| EXERCISE |
Reproduce all entries precisely, down to the last character.

(Dataset records)
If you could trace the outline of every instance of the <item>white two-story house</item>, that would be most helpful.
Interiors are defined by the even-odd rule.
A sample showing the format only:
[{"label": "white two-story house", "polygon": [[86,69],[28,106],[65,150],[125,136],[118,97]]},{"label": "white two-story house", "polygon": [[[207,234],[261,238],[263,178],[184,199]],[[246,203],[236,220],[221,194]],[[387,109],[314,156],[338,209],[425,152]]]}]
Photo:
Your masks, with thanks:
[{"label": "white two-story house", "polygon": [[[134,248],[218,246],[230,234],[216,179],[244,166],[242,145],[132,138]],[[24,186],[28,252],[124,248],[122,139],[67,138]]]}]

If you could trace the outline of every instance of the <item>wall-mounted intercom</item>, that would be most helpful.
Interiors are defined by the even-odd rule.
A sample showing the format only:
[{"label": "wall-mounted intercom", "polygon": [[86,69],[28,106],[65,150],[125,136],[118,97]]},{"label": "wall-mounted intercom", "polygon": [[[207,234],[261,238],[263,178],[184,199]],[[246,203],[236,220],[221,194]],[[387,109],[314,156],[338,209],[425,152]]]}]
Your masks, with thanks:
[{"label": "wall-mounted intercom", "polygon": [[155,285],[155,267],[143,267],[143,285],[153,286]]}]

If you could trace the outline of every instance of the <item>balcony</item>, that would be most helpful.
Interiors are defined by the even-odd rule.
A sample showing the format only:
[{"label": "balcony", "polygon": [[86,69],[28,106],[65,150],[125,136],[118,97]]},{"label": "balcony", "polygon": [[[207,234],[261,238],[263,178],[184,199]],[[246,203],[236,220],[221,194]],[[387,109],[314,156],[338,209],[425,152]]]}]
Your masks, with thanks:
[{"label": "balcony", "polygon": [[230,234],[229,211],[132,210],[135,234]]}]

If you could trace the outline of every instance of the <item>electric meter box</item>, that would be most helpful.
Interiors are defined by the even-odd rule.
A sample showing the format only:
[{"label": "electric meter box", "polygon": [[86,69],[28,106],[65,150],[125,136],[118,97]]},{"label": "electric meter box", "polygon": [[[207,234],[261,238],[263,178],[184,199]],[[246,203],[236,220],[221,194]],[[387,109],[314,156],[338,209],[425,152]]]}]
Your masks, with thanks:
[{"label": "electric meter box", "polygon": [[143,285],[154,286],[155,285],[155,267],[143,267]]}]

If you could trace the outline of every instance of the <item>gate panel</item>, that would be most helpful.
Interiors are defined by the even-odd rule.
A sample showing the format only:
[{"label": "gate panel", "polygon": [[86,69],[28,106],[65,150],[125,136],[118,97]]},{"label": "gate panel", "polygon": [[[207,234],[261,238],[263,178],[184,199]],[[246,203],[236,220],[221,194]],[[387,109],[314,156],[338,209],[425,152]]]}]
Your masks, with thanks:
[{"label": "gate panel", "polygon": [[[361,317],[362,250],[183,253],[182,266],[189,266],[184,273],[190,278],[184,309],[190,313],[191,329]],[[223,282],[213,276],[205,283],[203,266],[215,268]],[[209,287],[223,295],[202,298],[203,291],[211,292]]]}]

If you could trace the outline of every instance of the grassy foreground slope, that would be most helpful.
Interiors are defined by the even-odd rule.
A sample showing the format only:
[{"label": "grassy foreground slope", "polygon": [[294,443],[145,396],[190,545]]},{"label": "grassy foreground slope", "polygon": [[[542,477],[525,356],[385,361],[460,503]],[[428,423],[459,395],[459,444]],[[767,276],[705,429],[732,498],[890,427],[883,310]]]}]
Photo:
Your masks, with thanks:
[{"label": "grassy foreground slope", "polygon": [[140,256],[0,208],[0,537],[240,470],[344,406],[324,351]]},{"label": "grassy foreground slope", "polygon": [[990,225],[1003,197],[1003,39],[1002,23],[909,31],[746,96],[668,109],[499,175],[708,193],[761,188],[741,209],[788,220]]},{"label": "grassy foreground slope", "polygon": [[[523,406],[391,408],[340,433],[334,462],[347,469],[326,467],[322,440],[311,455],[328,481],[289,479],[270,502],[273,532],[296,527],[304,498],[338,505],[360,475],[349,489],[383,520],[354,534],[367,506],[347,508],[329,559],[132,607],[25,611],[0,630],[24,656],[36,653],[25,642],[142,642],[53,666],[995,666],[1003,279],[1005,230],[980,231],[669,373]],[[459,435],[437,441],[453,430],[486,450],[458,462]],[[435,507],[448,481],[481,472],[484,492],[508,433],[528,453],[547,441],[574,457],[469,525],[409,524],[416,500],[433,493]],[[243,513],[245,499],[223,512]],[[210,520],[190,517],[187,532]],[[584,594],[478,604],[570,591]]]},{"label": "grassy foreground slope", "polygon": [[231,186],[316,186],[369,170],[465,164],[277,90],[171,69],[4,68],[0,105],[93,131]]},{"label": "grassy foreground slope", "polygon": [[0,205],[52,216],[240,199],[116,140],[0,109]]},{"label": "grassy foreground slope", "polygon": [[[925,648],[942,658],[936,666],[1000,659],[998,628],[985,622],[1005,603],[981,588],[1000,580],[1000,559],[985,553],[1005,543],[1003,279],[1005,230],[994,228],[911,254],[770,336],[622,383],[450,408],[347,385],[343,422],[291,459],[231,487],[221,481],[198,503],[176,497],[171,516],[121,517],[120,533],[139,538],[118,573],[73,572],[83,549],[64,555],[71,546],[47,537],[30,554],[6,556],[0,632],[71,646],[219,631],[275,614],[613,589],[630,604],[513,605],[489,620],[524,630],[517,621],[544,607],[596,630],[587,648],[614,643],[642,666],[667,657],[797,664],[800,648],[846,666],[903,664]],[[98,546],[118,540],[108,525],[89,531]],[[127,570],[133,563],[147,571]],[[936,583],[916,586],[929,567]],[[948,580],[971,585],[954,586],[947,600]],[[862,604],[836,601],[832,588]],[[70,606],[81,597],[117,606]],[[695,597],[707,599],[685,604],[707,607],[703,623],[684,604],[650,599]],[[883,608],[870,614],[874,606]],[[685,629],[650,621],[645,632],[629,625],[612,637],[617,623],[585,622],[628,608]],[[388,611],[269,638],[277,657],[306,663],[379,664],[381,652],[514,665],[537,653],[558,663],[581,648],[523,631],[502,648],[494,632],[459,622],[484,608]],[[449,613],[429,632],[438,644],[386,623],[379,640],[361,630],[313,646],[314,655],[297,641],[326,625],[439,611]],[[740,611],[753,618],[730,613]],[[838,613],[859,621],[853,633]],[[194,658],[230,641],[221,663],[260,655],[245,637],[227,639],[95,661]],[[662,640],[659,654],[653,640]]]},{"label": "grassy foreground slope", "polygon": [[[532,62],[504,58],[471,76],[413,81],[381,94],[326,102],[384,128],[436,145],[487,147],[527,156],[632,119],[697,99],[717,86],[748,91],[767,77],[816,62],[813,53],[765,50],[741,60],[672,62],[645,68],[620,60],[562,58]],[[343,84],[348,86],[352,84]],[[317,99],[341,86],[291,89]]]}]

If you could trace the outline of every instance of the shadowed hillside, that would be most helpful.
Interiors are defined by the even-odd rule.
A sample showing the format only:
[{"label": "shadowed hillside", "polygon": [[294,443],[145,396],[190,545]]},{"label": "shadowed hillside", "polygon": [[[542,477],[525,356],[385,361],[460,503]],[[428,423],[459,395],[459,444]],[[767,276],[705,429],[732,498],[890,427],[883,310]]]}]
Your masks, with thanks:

| RESPONSE TO THIS EXERCISE |
If you could trace the outline of every instance of the <item>white two-story house</item>, that would be most helpful.
Interiors are defined by the even-odd rule.
A sample showing the format only:
[{"label": "white two-story house", "polygon": [[86,69],[28,106],[65,150],[125,136],[118,97]]},{"label": "white two-story house", "polygon": [[[207,234],[261,238],[263,178],[184,199]],[[246,203],[236,220],[221,194]],[[387,109],[314,156],[338,209],[425,152]]]}]
Photo:
Your masks, with thanks:
[{"label": "white two-story house", "polygon": [[[134,248],[218,246],[230,234],[216,179],[244,166],[242,145],[132,138]],[[24,186],[28,252],[124,248],[122,139],[67,138]]]}]

If you could trace the outline of every instance of the <item>wall-mounted intercom</item>, that would be most helpful.
Interiors are defined by the even-odd rule.
A sample showing the format only:
[{"label": "wall-mounted intercom", "polygon": [[86,69],[28,106],[65,150],[125,136],[118,97]]},{"label": "wall-mounted intercom", "polygon": [[[207,234],[261,238],[263,178],[184,199]],[[246,203],[236,220],[221,194]],[[387,109],[314,156],[338,209],[425,152]]]}]
Your masks, with thanks:
[{"label": "wall-mounted intercom", "polygon": [[155,285],[155,267],[143,267],[143,285],[153,286]]}]

If you could trace the outline of every instance of the <item>balcony</item>, that would be most helpful.
Interiors are defined by the even-odd rule.
A sample showing the format only:
[{"label": "balcony", "polygon": [[86,69],[28,106],[65,150],[125,136],[118,97]]},{"label": "balcony", "polygon": [[[207,234],[261,238],[263,178],[184,199]],[[246,203],[236,220],[221,194]],[[387,109],[314,156],[338,209],[425,152]]]}]
Your masks, with thanks:
[{"label": "balcony", "polygon": [[230,234],[229,211],[132,210],[135,234]]}]

If you could trace the outline of every instance of the <item>electric meter box</item>, that would be most helpful.
Interiors are defined by the even-odd rule.
A sample showing the format only:
[{"label": "electric meter box", "polygon": [[86,69],[28,106],[65,150],[125,136],[118,97]]},{"label": "electric meter box", "polygon": [[[207,234],[261,238],[263,178],[184,199]],[[246,203],[236,220],[221,194]],[[387,109],[314,156],[338,209],[425,152]]]}]
Your masks, with thanks:
[{"label": "electric meter box", "polygon": [[143,285],[154,286],[155,285],[155,267],[143,267]]}]

If you could trace the outline of every instance of the <item>gate panel</item>, that would be most helpful.
Interiors are defined by the even-odd rule.
A sample showing the format only:
[{"label": "gate panel", "polygon": [[86,69],[28,106],[65,150],[125,136],[118,97]]},{"label": "gate panel", "polygon": [[[207,234],[261,238],[263,178],[184,199]],[[246,203],[236,220],[221,194]],[[387,109],[314,156],[338,209],[425,152]]]}]
Your masks, with thanks:
[{"label": "gate panel", "polygon": [[[361,317],[362,250],[183,253],[182,266],[189,266],[184,273],[190,278],[184,309],[190,313],[191,329]],[[223,282],[213,276],[205,283],[203,266],[215,268]],[[209,287],[223,295],[202,298],[203,291],[211,292]]]}]

If you could trace the outline of every instance of the grassy foreground slope, that would be most helpful.
Interiors are defined by the even-odd rule.
A sample showing the format only:
[{"label": "grassy foreground slope", "polygon": [[294,443],[145,396],[190,545]]},{"label": "grassy foreground slope", "polygon": [[[542,477],[525,356],[385,361],[460,503]],[[428,423],[459,395],[459,444]],[[767,276],[705,429],[732,498],[890,427],[883,310]]]}]
Photo:
Your masks, with thanks:
[{"label": "grassy foreground slope", "polygon": [[140,256],[0,208],[0,537],[240,470],[344,406],[324,351]]},{"label": "grassy foreground slope", "polygon": [[990,225],[1003,197],[1003,39],[1002,23],[909,31],[746,96],[668,109],[499,175],[708,193],[761,188],[741,209],[788,220]]},{"label": "grassy foreground slope", "polygon": [[[523,406],[391,408],[340,433],[334,462],[347,469],[326,467],[322,440],[311,455],[328,481],[289,479],[270,502],[273,532],[296,527],[304,498],[338,505],[360,475],[349,489],[383,520],[354,534],[367,506],[347,508],[329,559],[132,607],[25,611],[0,630],[24,656],[36,653],[25,642],[142,642],[53,666],[995,666],[1003,279],[1005,230],[980,231],[669,373]],[[459,435],[437,441],[453,430],[486,450],[458,462]],[[435,507],[448,481],[481,472],[484,492],[508,433],[528,453],[547,441],[574,457],[469,525],[409,524],[416,500],[433,493]],[[243,513],[245,499],[223,512]],[[210,520],[190,517],[187,532]],[[584,594],[478,604],[570,591]]]},{"label": "grassy foreground slope", "polygon": [[231,186],[316,186],[369,170],[465,164],[277,90],[171,69],[4,68],[0,105],[93,131]]},{"label": "grassy foreground slope", "polygon": [[0,205],[52,216],[240,199],[116,140],[0,109]]},{"label": "grassy foreground slope", "polygon": [[[925,648],[942,658],[936,666],[1000,659],[998,628],[985,622],[1005,603],[981,588],[1000,580],[1000,559],[985,553],[1005,543],[1003,279],[1005,230],[994,228],[911,254],[770,336],[622,383],[450,408],[347,385],[343,422],[291,459],[231,487],[221,481],[198,503],[176,497],[171,516],[121,517],[120,533],[139,538],[118,573],[73,572],[83,549],[64,555],[71,546],[47,537],[30,554],[6,556],[0,632],[71,646],[219,631],[275,614],[613,589],[630,604],[513,605],[489,620],[524,630],[517,621],[544,607],[596,630],[587,648],[614,643],[642,666],[667,657],[797,664],[800,648],[846,666],[903,664]],[[98,546],[118,540],[108,525],[89,531]],[[127,570],[133,563],[147,571]],[[936,583],[916,586],[929,567]],[[948,580],[971,585],[954,586],[947,600]],[[862,604],[836,601],[832,588]],[[70,606],[81,597],[117,606]],[[695,597],[707,599],[685,604],[707,607],[703,623],[684,604],[650,599]],[[883,608],[870,614],[874,606]],[[685,629],[650,621],[645,632],[629,625],[612,637],[617,623],[585,622],[628,608]],[[388,611],[269,638],[277,657],[306,663],[379,664],[381,652],[514,665],[537,653],[558,663],[581,648],[523,631],[502,648],[494,632],[459,622],[484,608]],[[449,613],[429,632],[438,644],[386,623],[379,640],[361,630],[313,646],[314,655],[297,641],[326,625],[439,611]],[[740,611],[753,618],[730,613]],[[838,613],[859,621],[853,633]],[[194,658],[230,641],[221,663],[260,655],[245,637],[227,639],[95,661]],[[662,640],[659,654],[653,640]]]},{"label": "grassy foreground slope", "polygon": [[[532,62],[504,58],[471,76],[413,81],[381,94],[326,102],[384,128],[436,145],[487,147],[527,156],[632,119],[697,99],[717,86],[748,91],[767,77],[816,62],[813,53],[765,50],[741,60],[672,62],[645,68],[620,60],[562,58]],[[343,84],[348,86],[352,84]],[[317,99],[341,86],[291,89]]]}]

If you could trace the outline of every instance of the shadowed hillside, that would be most helpful.
Interiors are defined by the even-odd rule.
A sample showing the format only:
[{"label": "shadowed hillside", "polygon": [[294,443],[145,396],[190,545]]},{"label": "shadowed hillside", "polygon": [[[542,477],[525,356],[385,361],[460,503]],[[428,423],[459,395],[459,444]],[[767,276],[705,429],[732,498],[890,427],[883,310]]]}]
Your masks, with thanks:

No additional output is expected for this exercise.